**Exercise prompt**
Format every line of the records below as a numbered list, omitting any blank lines.

**Dataset extract**
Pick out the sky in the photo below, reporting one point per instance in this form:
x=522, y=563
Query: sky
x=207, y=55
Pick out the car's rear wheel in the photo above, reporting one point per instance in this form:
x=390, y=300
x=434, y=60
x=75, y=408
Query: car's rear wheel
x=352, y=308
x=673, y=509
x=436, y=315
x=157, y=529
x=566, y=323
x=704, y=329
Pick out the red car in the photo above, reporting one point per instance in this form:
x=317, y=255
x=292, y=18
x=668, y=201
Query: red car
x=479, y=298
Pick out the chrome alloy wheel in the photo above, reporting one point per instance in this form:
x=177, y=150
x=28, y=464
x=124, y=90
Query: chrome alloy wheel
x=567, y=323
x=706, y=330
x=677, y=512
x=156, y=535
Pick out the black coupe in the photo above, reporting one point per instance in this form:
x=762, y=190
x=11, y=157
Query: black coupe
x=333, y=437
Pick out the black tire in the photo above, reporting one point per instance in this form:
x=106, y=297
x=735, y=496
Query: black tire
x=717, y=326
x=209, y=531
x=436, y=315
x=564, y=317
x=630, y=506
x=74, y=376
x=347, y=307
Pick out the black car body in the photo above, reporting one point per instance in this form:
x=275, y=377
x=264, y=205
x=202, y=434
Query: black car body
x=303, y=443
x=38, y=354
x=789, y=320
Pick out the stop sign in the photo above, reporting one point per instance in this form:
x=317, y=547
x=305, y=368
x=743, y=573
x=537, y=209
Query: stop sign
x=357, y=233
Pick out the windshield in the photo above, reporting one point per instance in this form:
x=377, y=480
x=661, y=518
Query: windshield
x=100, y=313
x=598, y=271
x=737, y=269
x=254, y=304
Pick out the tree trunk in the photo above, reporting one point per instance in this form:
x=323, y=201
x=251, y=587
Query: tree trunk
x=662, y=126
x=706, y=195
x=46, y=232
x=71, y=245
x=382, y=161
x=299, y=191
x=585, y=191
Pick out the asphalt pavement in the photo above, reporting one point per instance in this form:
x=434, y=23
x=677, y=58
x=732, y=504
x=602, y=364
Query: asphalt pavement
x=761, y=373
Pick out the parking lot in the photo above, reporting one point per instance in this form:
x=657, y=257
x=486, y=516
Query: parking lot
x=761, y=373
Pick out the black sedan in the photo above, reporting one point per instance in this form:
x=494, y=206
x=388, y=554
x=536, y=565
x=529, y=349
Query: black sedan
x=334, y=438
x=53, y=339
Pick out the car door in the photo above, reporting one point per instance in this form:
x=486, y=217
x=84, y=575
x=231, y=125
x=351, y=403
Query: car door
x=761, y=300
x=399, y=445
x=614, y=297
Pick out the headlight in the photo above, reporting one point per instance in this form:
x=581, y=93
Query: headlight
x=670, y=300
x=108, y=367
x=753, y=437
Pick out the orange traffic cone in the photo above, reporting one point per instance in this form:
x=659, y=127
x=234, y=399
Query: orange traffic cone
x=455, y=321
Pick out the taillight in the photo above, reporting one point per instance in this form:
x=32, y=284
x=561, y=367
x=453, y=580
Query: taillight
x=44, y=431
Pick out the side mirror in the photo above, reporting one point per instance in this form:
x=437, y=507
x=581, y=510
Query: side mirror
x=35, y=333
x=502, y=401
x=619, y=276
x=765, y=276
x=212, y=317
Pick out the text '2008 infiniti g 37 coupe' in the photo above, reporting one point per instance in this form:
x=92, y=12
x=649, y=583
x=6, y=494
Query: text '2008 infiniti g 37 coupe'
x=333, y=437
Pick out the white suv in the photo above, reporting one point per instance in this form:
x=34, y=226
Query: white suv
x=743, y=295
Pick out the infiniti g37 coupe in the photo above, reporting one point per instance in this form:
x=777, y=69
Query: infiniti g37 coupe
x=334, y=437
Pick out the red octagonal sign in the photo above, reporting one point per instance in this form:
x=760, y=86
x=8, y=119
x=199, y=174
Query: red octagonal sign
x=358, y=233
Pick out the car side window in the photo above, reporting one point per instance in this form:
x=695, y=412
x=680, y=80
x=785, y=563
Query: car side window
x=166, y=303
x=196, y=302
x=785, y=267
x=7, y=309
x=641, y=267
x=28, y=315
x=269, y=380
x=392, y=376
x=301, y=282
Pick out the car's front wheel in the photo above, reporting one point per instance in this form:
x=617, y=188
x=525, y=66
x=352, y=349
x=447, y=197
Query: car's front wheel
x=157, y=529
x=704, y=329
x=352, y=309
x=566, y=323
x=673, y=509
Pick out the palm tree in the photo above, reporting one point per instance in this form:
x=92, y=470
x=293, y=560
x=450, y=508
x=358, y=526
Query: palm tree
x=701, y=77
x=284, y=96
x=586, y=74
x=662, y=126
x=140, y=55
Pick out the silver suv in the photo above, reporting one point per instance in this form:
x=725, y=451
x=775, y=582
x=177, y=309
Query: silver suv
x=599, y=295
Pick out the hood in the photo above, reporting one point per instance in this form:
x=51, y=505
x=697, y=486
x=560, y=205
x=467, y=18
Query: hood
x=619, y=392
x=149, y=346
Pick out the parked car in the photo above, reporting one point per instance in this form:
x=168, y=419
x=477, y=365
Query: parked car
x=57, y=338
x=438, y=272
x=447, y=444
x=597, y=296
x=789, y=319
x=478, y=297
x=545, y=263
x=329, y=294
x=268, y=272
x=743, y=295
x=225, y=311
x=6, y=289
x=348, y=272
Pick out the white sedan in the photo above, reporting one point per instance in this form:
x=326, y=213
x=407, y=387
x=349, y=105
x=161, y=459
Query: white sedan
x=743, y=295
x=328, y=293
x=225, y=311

**The output**
1. Pick out the sky in the photo below, reporting one point per instance in this form:
2. x=522, y=563
3. Query: sky
4. x=207, y=55
5. Pick out the car's rear wheel in the photo above, reporting one point per instance in this form:
6. x=390, y=300
7. x=434, y=60
8. x=75, y=408
9. Query: car's rear wheel
10. x=352, y=308
11. x=673, y=509
12. x=436, y=315
13. x=157, y=529
14. x=566, y=323
15. x=704, y=329
16. Pick out the red car in the photo above, reporting one point per instance in this form:
17. x=317, y=255
18. x=292, y=18
19. x=668, y=201
20. Query: red car
21. x=479, y=298
22. Pick out the chrome alloy wheel in the photo above, reporting one point per instance in this form:
23. x=177, y=150
24. x=28, y=464
25. x=124, y=90
26. Query: chrome alloy wheel
27. x=567, y=323
28. x=706, y=330
29. x=677, y=512
30. x=156, y=535
31. Pick out the black coupe in the photo above, reporting one point per instance in this form:
32. x=762, y=190
33. x=11, y=157
34. Query: black coupe
35. x=333, y=437
36. Pick out the black tire in the photo above, reporting one point per instance in this form:
37. x=106, y=297
38. x=735, y=496
39. Query: black tire
40. x=717, y=326
41. x=209, y=531
42. x=436, y=315
43. x=564, y=317
44. x=630, y=506
45. x=74, y=376
46. x=347, y=307
47. Pick out the black car body in the photo above, reporting one point per instance in this form:
48. x=275, y=377
49. x=264, y=205
50. x=202, y=434
51. Query: black car body
52. x=303, y=443
53. x=38, y=354
54. x=789, y=320
55. Pick out the stop sign in the photo above, reporting one point per instance in this form:
56. x=317, y=547
57. x=305, y=368
58. x=743, y=573
59. x=537, y=209
60. Query: stop sign
61. x=357, y=233
62. Pick out the windshield in the photo above, reporting one point per instance in this form:
63. x=377, y=480
64. x=661, y=518
65. Query: windshield
66. x=100, y=313
67. x=598, y=271
68. x=737, y=269
69. x=254, y=304
70. Pick out the tree trunk in the photo above, reporting one point per instance in this form:
71. x=323, y=201
72. x=251, y=587
73. Query: tree trunk
74. x=662, y=126
75. x=706, y=195
76. x=46, y=232
77. x=71, y=245
78. x=382, y=161
79. x=299, y=191
80. x=585, y=191
81. Pick out the asphalt pavement in the photo above, reporting one point per instance in this form:
82. x=434, y=23
83. x=677, y=58
84. x=732, y=504
85. x=602, y=364
86. Query: asphalt pavement
87. x=761, y=373
88. Pick out the parking lot in the photo above, reporting one point per instance in this form:
89. x=657, y=257
90. x=486, y=516
91. Query: parking lot
92. x=761, y=373
93. Pick out the black sedan in the photo above, reporting one point per instance in this form:
94. x=494, y=206
95. x=388, y=554
96. x=536, y=565
97. x=529, y=349
98. Query: black sedan
99. x=334, y=438
100. x=53, y=339
101. Pick out the car door in the photo above, reporting one point per instance in this form:
102. x=486, y=217
103. x=84, y=575
104. x=231, y=125
105. x=351, y=403
106. Query: car door
107. x=761, y=300
108. x=399, y=445
109. x=614, y=297
110. Pick out the headlight in the photo above, reporting one point per instance in this form:
111. x=581, y=93
112. Query: headlight
113. x=670, y=300
114. x=108, y=367
115. x=753, y=437
116. Pick out the orange traffic cone in the photo above, reporting one point per instance in this form:
117. x=659, y=127
118. x=234, y=399
119. Query: orange traffic cone
120. x=455, y=321
121. Pick out the taillight in the photo above, reporting one point per instance in this form:
122. x=32, y=284
123. x=561, y=367
124. x=453, y=580
125. Query: taillight
126. x=44, y=431
127. Pick out the side mirror in the photo above, reporting one point per instance in this form:
128. x=437, y=507
129. x=581, y=510
130. Query: side mirror
131. x=35, y=333
132. x=502, y=401
133. x=619, y=276
134. x=765, y=276
135. x=212, y=317
136. Pick out the text '2008 infiniti g 37 coupe' in the photo above, reporting one point per instance in this form:
137. x=92, y=12
138. x=649, y=583
139. x=6, y=494
140. Query: text '2008 infiniti g 37 coupe'
141. x=333, y=437
142. Pick out the white suv in the photo above, reporting one point per instance in this form:
143. x=34, y=226
144. Query: white suv
145. x=743, y=295
146. Pick out the infiniti g37 coupe in the photo above, reporting one point per instance in this form:
147. x=777, y=69
148. Query: infiniti g37 coupe
149. x=334, y=437
150. Pick out the red octagonal sign in the photo above, reporting one point per instance in this form:
151. x=760, y=86
152. x=8, y=119
153. x=199, y=174
154. Query: red octagonal sign
155. x=358, y=233
156. Pick out the car side window in the photo above, reporting one point per instance in this form:
157. x=695, y=412
158. x=680, y=80
159. x=785, y=563
160. Query: car side window
161. x=166, y=303
162. x=196, y=302
163. x=785, y=267
164. x=7, y=309
165. x=641, y=267
166. x=28, y=315
167. x=269, y=380
168. x=392, y=376
169. x=301, y=282
170. Pick out the car's front wheel in the photo above, reporting one point per instance in this form:
171. x=617, y=188
172. x=525, y=66
173. x=352, y=349
174. x=447, y=197
175. Query: car's front wheel
176. x=157, y=529
177. x=704, y=329
178. x=352, y=309
179. x=566, y=323
180. x=673, y=509
181. Pick out the palm tree in the photo above, reporting one point per instance in this form:
182. x=92, y=470
183. x=293, y=560
184. x=450, y=508
185. x=358, y=526
186. Query: palm tree
187. x=701, y=77
188. x=284, y=96
189. x=586, y=74
190. x=662, y=126
191. x=140, y=55
192. Pick out the silver suv in the photo above, reporting one point per instance in this form:
193. x=725, y=451
194. x=775, y=582
195. x=177, y=309
196. Query: silver suv
197. x=599, y=295
198. Pick out the hood in the photo above, reporting one point per instance in this form:
199. x=51, y=505
200. x=697, y=486
201. x=560, y=205
202. x=467, y=18
203. Query: hood
204. x=619, y=392
205. x=149, y=346
206. Pick out the parked car in the photo above, reporting one point per instance in this form:
207. x=168, y=419
208. x=477, y=365
209. Query: parked car
210. x=57, y=338
211. x=438, y=272
212. x=447, y=444
213. x=597, y=296
214. x=789, y=319
215. x=478, y=297
216. x=545, y=263
217. x=329, y=294
218. x=268, y=272
219. x=743, y=295
220. x=225, y=311
221. x=6, y=289
222. x=348, y=272
223. Pick out the white sedan in the photo above, reporting one point per instance in this form:
224. x=326, y=213
225. x=407, y=387
226. x=349, y=105
227. x=161, y=459
228. Query: white sedan
229. x=743, y=295
230. x=328, y=293
231. x=225, y=311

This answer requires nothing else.